| DIRECTIONS |
Answer these three questions about the passage on recording brain cells in awake mice, numbering each answer to match.
1. Who first measured human brain activity with an early electroencephalograph?
2. Which brain area did Petersen and Poulet focus on?
3. What marked the active state in the mice?
***** GIVEN PASSAGE *****
It is more than 80 years since German psychiatrist Hans Berger first measured human brain activity using an early electroencephalograph that took electrode readings at the skull's surface. Since then, it has become possible to insert electrodes into the brain — and even, in animals, inside individual cells. But to establish the roles of single neurons in specific brain activities, such as sensory processing and behaviour, we need to be able to take concurrent readings from within neighbouring neurons in awake animals. Now, for the first time, two researchers in Switzerland have achieved just that.

Carl Petersen, a neurobiologist at the Swiss Federal Institute of Technology (EPFL) in Lausanne, set out to understand how information is processed by individual neurons, and how these cells communicate with one another. Using electrophysiological techniques that capture high-speed 'snapshots' of the electrical activity in single brain cells, Petersen and postdoc James Poulet succeeded in simultaneously recording the electrical activity inside pairs of neighbouring neurons in awake mice (see page 881).

By recording changes in the electrical potential difference that exists across each cell's membrane, the two were able to study the electrical correlations between neighbouring neurons when an animal changes its behaviour. They focused on the barrel cortex, a brain area responsible for processing tactile sensory information from the whiskers, during two different brain 'states': quiet and active. The active state was distinguished by 'whisking' — rapid, rhythmic waving of the whiskers back and forth — a feature of mouse exploratory behaviour. Whisking is akin to the way that humans visually scan or physically touch their environments, says Peterson, and experimental work has shown mouse whiskers to be as sensitive to touch and texture as human fingertips. Whisking ceases in mice that are in a quiet, relaxed state.
***** ENTRIES PROVIDED *****
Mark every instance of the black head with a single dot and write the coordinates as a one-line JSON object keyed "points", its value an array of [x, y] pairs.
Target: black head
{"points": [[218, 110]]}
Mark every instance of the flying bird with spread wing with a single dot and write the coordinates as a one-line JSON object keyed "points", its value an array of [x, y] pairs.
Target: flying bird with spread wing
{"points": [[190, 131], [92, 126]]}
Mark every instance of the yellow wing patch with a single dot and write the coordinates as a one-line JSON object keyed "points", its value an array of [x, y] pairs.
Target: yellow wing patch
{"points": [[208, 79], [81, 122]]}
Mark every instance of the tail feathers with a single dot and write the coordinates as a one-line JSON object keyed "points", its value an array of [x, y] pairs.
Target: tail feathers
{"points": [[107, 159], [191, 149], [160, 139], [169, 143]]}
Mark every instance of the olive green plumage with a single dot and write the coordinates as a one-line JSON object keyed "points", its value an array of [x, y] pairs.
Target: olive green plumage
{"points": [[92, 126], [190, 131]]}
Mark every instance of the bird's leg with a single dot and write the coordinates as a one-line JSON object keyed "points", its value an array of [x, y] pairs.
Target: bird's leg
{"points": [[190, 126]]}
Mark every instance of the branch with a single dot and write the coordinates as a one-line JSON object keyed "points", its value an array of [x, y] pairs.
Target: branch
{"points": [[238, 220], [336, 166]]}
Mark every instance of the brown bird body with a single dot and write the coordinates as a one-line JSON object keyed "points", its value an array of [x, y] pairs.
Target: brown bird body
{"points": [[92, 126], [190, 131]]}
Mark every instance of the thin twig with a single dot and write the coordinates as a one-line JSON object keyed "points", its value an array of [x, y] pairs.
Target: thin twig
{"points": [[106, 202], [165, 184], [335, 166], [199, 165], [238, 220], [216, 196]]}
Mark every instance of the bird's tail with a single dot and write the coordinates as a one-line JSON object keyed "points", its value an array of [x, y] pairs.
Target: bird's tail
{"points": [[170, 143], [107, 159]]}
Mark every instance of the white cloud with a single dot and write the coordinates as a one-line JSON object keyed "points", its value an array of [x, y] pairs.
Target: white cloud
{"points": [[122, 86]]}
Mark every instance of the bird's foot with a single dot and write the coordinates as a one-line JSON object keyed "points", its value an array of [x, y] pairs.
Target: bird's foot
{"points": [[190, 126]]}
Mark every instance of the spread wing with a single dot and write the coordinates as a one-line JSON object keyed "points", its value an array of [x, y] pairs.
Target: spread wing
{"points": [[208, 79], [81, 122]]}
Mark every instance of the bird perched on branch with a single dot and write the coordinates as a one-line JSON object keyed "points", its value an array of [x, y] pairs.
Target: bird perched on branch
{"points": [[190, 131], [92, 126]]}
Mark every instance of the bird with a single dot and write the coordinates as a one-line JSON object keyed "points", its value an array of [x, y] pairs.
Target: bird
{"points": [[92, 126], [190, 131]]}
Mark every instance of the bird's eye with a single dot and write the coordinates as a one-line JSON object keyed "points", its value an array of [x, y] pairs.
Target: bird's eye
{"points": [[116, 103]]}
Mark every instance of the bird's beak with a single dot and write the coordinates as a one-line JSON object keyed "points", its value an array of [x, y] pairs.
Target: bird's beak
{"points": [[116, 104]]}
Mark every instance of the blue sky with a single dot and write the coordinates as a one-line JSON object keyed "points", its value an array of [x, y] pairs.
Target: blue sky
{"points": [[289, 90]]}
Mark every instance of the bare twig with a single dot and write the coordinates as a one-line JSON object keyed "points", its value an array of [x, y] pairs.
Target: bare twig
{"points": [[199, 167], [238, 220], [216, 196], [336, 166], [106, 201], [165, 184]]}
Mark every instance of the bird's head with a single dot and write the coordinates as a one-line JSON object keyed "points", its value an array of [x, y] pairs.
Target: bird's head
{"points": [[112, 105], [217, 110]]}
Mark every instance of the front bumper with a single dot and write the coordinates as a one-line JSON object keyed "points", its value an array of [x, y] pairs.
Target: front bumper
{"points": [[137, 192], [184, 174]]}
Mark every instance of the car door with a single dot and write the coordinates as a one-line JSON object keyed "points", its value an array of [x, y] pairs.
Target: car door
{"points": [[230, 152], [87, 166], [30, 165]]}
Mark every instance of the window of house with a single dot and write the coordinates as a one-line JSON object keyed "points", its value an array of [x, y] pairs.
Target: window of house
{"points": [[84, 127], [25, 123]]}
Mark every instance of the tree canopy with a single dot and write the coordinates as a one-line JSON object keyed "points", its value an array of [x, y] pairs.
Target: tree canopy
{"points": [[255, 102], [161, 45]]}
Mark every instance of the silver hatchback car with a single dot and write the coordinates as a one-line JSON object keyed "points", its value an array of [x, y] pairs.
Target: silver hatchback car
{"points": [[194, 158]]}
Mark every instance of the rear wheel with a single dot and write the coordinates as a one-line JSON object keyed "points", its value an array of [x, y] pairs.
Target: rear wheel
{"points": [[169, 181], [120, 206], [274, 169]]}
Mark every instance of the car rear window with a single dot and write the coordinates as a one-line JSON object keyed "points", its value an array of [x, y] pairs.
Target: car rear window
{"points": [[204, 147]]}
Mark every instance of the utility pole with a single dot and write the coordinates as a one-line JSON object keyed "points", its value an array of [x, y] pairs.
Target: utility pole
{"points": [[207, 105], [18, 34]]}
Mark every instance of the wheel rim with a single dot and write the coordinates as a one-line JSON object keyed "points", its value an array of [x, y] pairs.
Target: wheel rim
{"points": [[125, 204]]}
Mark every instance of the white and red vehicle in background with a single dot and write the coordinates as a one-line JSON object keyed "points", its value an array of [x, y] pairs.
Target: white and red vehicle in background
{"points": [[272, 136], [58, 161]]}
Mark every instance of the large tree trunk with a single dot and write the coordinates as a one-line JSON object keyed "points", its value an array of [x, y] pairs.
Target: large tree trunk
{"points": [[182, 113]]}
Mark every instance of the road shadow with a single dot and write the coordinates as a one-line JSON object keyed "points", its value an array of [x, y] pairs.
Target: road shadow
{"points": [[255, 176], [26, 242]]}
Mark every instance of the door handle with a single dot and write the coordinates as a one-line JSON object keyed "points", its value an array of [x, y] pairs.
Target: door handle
*****
| SOLUTION FOR THIS TASK |
1. Hans Berger, a German psychiatrist.
2. The barrel cortex, which processes tactile sensory information from the whiskers.
3. Whisking, a rapid, rhythmic waving of the whiskers back and forth.